ACTIVITY: All lines from the one that contains "Phrase: crushed front end" through the final line of the entries must be repeated exactly. No other lines belong in the output.

Saved data entries:
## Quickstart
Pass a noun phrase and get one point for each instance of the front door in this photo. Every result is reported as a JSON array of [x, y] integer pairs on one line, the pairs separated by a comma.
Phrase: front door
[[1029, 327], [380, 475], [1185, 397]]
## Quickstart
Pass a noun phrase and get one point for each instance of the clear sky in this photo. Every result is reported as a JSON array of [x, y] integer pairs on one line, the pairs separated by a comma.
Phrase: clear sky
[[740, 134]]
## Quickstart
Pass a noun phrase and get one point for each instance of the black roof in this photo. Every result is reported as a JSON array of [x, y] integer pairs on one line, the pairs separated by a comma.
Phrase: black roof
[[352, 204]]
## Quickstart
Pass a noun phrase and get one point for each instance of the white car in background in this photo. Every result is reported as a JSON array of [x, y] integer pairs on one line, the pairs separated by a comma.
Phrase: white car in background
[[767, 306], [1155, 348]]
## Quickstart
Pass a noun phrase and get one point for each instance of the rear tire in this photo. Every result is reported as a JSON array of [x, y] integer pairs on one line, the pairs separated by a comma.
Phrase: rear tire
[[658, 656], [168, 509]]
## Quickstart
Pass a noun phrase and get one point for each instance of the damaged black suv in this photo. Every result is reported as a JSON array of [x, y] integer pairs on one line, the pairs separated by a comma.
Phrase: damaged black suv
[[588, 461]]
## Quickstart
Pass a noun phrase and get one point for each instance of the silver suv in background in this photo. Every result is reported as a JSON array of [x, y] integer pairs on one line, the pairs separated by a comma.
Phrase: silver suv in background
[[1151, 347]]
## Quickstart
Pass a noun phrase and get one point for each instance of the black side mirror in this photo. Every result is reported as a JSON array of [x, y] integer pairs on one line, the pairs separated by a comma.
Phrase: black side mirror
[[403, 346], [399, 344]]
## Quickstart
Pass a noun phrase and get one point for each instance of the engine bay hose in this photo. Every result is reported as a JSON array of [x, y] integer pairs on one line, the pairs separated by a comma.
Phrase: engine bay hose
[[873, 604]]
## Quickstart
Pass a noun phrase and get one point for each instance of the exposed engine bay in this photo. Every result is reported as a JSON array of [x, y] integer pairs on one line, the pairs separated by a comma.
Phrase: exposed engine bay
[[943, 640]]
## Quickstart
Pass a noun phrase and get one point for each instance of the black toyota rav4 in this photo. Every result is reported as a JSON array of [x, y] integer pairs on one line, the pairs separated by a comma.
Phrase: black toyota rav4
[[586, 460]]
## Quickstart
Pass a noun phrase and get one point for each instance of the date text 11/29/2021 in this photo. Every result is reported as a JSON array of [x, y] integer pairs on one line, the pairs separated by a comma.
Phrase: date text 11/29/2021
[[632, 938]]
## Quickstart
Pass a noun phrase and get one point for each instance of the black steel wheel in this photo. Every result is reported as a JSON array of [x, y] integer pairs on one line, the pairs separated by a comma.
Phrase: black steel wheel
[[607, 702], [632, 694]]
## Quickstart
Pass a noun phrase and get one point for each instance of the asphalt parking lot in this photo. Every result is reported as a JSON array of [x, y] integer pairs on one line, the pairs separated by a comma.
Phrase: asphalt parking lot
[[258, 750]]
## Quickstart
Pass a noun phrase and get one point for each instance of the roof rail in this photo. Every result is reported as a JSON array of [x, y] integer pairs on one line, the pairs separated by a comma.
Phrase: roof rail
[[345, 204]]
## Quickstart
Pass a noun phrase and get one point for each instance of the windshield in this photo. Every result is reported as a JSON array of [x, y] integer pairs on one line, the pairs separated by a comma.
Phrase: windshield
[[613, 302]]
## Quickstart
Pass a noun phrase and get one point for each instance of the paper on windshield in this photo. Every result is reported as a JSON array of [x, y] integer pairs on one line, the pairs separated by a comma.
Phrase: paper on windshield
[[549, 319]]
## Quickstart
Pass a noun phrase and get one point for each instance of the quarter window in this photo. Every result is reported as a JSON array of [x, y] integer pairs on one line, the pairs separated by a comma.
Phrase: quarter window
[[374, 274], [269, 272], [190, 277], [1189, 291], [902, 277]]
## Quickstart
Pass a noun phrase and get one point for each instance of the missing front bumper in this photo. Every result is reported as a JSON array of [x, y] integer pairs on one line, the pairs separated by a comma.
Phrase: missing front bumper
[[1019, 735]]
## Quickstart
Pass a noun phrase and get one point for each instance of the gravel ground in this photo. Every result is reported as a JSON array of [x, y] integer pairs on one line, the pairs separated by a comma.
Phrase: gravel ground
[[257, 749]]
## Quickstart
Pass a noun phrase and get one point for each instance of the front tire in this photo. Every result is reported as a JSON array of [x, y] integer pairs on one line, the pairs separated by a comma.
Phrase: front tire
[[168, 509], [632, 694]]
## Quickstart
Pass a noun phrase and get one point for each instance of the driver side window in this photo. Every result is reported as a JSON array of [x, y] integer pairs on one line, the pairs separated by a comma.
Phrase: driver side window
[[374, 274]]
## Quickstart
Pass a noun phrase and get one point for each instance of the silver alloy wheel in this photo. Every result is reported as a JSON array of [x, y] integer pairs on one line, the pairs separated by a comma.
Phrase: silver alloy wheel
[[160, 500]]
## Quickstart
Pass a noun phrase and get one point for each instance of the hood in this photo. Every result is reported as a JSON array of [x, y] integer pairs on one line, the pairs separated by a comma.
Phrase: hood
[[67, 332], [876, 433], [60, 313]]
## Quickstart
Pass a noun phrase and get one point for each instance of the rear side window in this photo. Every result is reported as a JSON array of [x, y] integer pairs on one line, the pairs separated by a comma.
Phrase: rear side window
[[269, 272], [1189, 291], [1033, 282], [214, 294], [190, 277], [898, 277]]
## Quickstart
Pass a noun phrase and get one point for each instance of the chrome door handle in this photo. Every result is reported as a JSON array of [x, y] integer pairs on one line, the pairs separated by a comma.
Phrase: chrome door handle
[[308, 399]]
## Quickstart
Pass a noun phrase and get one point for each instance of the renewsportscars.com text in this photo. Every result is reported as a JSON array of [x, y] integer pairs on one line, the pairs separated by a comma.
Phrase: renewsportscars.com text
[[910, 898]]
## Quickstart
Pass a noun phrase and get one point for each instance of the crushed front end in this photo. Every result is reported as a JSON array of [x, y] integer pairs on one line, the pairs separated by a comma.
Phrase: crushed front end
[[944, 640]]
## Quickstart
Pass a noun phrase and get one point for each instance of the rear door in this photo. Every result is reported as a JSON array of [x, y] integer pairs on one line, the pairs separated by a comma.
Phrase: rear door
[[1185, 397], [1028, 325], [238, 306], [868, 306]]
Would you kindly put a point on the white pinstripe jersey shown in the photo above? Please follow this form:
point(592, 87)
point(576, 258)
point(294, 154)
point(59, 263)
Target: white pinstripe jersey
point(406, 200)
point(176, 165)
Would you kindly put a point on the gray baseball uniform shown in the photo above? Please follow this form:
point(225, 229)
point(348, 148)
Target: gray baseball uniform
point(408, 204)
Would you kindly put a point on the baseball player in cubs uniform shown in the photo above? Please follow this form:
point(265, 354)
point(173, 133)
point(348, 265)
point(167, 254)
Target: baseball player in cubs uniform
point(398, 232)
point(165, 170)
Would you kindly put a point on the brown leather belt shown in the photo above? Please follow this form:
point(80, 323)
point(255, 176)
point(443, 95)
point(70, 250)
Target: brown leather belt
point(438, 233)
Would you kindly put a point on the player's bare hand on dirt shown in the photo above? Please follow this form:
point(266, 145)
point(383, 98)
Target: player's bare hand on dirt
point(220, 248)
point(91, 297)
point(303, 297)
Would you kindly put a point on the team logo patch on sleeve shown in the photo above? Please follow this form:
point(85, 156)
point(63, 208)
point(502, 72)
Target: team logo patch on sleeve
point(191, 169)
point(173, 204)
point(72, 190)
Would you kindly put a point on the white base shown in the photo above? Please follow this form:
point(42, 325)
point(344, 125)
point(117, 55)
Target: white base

TASK RESULT:
Phrase: crushed front end
[[944, 640]]
## Quickstart
Pass a noun phrase and get one point for each instance of the rear door in this photo. Every result is reported as a JSON array of [x, y] integer pairs on one line, the pairs separated by a comma.
Phrase: rear door
[[1185, 397], [1028, 325], [238, 306], [868, 306]]
Would you kindly put a point on the white pinstripe jersey shown in the photo above? Please follow this form:
point(592, 87)
point(576, 258)
point(294, 154)
point(59, 263)
Target: white pinstripe jersey
point(406, 200)
point(176, 165)
Would you kindly put a point on the gray baseball uniform shown in the photo above? Please follow this form:
point(225, 229)
point(348, 148)
Target: gray baseball uniform
point(408, 204)
Would you kindly put a point on the baseball player in cubs uniform shown in the photo above? Please follow this form:
point(265, 354)
point(173, 133)
point(348, 265)
point(167, 254)
Target: baseball player in cubs uniform
point(398, 232)
point(165, 170)
Would you kindly put a point on the brown leather belt shown in the photo above? Please follow this form:
point(80, 323)
point(255, 176)
point(443, 95)
point(70, 250)
Target: brown leather belt
point(438, 233)
Would you kindly put a point on the player's bare hand on dirt shown in the photo above? Please follow this form:
point(266, 145)
point(383, 98)
Target: player's bare hand on dirt
point(220, 248)
point(91, 297)
point(303, 297)
Would you kindly put a point on the team logo patch on sleeve shown in the photo above? Please follow this form:
point(85, 156)
point(63, 208)
point(502, 72)
Target: team logo patch on sleeve
point(191, 169)
point(173, 204)
point(72, 190)
Would you kindly put a point on the white base shown in the photo above? Please follow this form:
point(42, 325)
point(344, 125)
point(117, 55)
Target: white base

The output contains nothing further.